• [QUELLE]:
· · ·

Dann lieber eine Anzeige im Format "xxx Umdrehungen + yyy Inkremente". Da würdest Du ja mit 16 Bit-Integerzahlen hinkommen.


----------



## PN/DP (1 Dezember 2010)

olitheis schrieb:


> Wenn ich aber nun den Abgleich über meine (externe) Visualisierung vornehmen möchte, habe ich das Problem, dass nur Eingaben im Bereich von 0-32768 möglich sind.





olitheis schrieb:


> > Im Display müsstest ein UDINT anlegen (oder UINT)
> 
> 
> Das ist der Haken! Ich habe so einfach nicht die Möglichkeit, die Eingabewerte zu beeinflussen.


Nochmal die Frage: Warum kannst Du in der Visu nur Werte bis 32767 eingeben?
Was ist das für eine Visualisierung? Welches Produkt? Kannst Du das Visu-Projekt bearbeiten?
Was heißt das: _"Ich habe so einfach nicht die Möglichkeit, die Eingabewerte zu beeinflussen."_ ?

Du müsstest in der Visu einfach nur den Typ Deiner Variablen auf 32-Bit-Ganzzahl (DINT oder UDINT) ändern.

· · ·

• [GESTELLTE AUFGABE]:
Stimmen diese Aussagen mit der Quelle überein: (a) Laut olitheis sind in der Visualisierung nur Eingaben von 0 bis 32768 möglich, (b) PN/DP rät, den Variablentyp auf eine 16-Bit-Ganzzahl umzustellen, (c) der Beitrag von PN/DP ist vom 1. Dezember 2010? Antworte jeweils mit Ja oder Nein und zitiere die ausschlaggebenden Worte der Quelle wörtlich.

In einem Datensatz aufgeführte Einträge:
· · ·

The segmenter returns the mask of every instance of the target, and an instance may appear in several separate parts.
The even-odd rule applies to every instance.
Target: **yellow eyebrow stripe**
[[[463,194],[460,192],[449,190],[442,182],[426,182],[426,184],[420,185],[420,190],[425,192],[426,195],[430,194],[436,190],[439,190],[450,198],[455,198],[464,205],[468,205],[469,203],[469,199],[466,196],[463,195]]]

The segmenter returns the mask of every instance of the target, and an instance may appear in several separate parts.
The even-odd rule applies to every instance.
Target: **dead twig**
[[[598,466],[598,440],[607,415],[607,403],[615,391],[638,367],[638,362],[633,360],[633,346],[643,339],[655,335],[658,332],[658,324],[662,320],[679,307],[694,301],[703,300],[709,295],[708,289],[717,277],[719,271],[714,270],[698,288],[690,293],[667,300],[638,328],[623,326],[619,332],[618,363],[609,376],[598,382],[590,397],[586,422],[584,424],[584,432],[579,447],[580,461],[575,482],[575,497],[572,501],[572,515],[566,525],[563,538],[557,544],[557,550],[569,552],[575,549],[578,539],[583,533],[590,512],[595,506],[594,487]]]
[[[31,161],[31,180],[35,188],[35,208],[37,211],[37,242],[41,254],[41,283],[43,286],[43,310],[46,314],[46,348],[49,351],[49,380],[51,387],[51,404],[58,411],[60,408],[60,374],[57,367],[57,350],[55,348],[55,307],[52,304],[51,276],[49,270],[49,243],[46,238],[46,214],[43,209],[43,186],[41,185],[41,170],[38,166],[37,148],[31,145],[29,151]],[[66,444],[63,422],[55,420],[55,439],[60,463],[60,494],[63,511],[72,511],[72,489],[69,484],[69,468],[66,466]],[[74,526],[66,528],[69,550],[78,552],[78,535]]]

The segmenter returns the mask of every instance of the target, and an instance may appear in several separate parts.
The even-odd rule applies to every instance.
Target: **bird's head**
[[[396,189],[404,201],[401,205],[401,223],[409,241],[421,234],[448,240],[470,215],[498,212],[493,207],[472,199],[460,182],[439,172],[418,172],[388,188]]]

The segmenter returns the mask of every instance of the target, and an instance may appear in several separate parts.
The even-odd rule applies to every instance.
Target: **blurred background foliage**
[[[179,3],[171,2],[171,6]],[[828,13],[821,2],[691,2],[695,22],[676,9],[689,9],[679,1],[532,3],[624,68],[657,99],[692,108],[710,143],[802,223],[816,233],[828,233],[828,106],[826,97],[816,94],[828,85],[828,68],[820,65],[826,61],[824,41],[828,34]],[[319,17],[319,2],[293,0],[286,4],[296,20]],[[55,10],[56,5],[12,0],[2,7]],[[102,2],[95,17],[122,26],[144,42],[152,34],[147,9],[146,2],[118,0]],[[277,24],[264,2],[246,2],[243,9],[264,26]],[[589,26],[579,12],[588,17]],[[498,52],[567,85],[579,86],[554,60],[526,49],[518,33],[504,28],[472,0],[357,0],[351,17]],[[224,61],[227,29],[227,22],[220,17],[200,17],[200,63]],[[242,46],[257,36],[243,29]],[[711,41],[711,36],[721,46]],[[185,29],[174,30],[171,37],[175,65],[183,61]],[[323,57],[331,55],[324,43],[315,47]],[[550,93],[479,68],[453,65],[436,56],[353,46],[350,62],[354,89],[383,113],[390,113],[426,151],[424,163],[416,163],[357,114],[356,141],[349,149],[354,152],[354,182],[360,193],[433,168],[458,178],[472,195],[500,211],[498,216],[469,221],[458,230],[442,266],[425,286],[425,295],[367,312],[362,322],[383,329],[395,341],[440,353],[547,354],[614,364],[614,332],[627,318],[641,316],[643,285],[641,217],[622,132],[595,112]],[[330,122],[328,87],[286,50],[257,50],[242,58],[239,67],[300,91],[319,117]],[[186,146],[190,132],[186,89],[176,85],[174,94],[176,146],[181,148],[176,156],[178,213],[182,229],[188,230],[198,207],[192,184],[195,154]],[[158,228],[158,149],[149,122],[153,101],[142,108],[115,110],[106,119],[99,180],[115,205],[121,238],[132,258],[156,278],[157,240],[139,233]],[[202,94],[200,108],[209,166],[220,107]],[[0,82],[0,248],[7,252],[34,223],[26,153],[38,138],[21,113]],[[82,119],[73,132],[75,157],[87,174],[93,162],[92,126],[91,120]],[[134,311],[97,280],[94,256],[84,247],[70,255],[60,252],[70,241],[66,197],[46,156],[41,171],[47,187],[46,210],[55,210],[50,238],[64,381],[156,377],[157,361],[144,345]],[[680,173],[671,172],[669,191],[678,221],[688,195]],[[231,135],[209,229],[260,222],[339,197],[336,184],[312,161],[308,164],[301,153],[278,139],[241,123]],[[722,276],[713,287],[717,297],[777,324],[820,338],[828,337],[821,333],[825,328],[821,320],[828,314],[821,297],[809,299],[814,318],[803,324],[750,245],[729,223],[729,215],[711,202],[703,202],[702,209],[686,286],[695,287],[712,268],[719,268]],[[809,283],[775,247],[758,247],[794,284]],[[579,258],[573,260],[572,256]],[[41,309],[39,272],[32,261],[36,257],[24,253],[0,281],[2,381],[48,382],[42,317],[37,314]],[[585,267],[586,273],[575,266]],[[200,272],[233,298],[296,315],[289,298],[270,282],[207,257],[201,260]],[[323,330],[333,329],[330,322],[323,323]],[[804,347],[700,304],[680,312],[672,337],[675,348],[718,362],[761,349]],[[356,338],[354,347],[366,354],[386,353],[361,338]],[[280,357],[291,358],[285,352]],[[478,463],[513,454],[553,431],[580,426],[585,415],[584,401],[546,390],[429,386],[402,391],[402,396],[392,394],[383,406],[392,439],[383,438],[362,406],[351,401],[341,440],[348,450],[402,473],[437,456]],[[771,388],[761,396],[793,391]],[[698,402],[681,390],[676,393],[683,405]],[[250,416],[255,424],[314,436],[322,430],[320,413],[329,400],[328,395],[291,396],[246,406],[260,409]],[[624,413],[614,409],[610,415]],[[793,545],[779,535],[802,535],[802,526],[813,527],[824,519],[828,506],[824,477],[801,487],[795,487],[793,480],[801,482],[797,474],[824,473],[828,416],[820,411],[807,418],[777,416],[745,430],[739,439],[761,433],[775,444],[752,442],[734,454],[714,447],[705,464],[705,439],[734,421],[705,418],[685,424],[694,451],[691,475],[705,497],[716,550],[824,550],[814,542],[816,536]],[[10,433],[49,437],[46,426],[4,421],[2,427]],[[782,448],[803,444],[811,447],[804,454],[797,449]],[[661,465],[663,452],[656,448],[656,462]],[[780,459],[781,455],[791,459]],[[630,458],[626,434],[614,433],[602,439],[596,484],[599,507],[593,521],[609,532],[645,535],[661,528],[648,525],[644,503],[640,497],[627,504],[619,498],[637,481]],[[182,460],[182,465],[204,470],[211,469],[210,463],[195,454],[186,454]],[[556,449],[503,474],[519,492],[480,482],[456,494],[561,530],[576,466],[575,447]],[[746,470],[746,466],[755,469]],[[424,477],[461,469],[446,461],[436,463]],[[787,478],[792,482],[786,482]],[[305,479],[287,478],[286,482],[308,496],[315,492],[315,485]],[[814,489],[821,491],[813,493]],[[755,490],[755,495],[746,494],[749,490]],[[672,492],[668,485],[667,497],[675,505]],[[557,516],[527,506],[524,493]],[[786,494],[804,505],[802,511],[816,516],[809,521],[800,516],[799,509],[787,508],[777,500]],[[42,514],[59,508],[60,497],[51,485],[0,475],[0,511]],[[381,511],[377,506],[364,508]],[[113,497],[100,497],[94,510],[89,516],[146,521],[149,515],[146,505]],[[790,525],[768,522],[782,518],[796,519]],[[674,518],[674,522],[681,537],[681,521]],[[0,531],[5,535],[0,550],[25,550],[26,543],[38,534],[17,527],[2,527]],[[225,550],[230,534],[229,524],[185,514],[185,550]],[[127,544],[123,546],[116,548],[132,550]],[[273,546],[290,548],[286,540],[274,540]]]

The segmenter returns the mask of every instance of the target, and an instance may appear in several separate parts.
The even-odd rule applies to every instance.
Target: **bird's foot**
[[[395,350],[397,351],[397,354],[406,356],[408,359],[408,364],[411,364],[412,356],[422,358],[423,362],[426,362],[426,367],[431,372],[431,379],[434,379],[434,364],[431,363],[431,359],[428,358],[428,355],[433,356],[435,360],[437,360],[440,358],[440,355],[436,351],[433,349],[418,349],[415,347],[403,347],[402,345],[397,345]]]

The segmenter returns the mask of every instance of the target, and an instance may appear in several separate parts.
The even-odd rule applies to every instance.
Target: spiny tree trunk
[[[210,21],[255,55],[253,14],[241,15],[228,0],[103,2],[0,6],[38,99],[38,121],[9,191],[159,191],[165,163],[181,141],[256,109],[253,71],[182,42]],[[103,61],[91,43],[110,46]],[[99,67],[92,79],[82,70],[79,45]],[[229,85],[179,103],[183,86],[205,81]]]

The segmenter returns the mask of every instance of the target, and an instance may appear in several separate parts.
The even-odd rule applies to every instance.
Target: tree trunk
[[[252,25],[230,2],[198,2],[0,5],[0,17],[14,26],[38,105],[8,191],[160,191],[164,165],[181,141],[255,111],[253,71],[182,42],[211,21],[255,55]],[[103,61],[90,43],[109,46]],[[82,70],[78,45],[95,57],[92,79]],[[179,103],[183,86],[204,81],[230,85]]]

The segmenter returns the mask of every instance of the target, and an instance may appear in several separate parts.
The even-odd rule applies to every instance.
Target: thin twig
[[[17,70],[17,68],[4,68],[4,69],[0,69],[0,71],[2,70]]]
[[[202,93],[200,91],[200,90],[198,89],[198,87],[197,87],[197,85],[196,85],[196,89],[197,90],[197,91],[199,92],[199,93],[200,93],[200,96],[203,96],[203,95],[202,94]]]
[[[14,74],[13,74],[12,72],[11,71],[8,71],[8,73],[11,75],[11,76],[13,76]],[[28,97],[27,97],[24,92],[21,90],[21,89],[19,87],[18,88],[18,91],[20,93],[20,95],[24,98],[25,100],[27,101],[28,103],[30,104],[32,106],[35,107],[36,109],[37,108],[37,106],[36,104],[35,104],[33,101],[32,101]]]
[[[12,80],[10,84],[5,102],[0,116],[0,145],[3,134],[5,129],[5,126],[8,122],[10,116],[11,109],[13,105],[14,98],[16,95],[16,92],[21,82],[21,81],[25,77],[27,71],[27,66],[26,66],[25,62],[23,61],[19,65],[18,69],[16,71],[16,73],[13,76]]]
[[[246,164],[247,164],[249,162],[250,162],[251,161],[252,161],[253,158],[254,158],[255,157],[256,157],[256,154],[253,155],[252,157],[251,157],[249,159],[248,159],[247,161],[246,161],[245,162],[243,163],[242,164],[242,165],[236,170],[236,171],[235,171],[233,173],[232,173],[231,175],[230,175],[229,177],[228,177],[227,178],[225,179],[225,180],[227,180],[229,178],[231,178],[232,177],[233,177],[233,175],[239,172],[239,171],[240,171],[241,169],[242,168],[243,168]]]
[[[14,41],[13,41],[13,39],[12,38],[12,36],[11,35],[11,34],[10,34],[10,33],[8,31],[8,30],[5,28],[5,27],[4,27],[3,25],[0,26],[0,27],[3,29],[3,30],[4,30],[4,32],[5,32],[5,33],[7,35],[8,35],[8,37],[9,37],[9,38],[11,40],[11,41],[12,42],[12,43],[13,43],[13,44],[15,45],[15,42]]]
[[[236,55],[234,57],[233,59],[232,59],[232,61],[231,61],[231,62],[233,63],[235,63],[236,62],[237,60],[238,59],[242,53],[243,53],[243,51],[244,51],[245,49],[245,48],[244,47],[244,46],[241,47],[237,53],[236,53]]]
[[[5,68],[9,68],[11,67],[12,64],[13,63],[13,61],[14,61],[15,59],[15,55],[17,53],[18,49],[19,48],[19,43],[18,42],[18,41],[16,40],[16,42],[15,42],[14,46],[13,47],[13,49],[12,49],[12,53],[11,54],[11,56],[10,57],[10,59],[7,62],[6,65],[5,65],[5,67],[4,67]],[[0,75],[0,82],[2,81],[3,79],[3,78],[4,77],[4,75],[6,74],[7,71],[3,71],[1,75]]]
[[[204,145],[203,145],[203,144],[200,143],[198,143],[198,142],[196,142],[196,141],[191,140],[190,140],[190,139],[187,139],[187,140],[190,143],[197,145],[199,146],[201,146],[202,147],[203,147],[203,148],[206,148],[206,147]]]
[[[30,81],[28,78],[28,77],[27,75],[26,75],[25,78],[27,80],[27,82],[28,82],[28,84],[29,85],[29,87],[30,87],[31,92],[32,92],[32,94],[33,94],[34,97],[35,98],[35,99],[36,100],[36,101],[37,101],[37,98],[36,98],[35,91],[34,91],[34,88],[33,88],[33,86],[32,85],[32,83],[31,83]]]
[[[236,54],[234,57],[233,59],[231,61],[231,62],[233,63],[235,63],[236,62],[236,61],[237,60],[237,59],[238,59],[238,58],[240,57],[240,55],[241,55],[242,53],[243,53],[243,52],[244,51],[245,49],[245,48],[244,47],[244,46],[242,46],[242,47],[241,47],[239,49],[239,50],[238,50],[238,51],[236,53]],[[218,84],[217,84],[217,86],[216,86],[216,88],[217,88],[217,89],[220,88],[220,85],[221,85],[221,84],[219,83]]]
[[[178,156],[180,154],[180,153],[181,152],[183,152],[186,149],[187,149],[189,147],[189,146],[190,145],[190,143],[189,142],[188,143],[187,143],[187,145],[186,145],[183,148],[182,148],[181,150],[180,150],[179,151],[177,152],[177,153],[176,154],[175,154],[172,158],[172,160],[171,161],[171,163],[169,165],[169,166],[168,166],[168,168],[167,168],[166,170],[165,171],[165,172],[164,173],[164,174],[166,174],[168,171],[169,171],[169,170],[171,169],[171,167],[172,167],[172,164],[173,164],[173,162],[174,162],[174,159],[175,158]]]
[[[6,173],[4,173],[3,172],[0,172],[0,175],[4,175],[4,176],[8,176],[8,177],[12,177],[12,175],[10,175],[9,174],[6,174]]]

· · ·

• [SCHRIFTLICHE LÖSUNG]:
(a) Ja: „dass nur Eingaben im Bereich von 0-32768 möglich sind.“
(b) Nein: „den Typ Deiner Variablen auf 32-Bit-Ganzzahl (DINT oder UDINT) ändern.“
(c) Ja: „PN/DP (1 Dezember 2010)“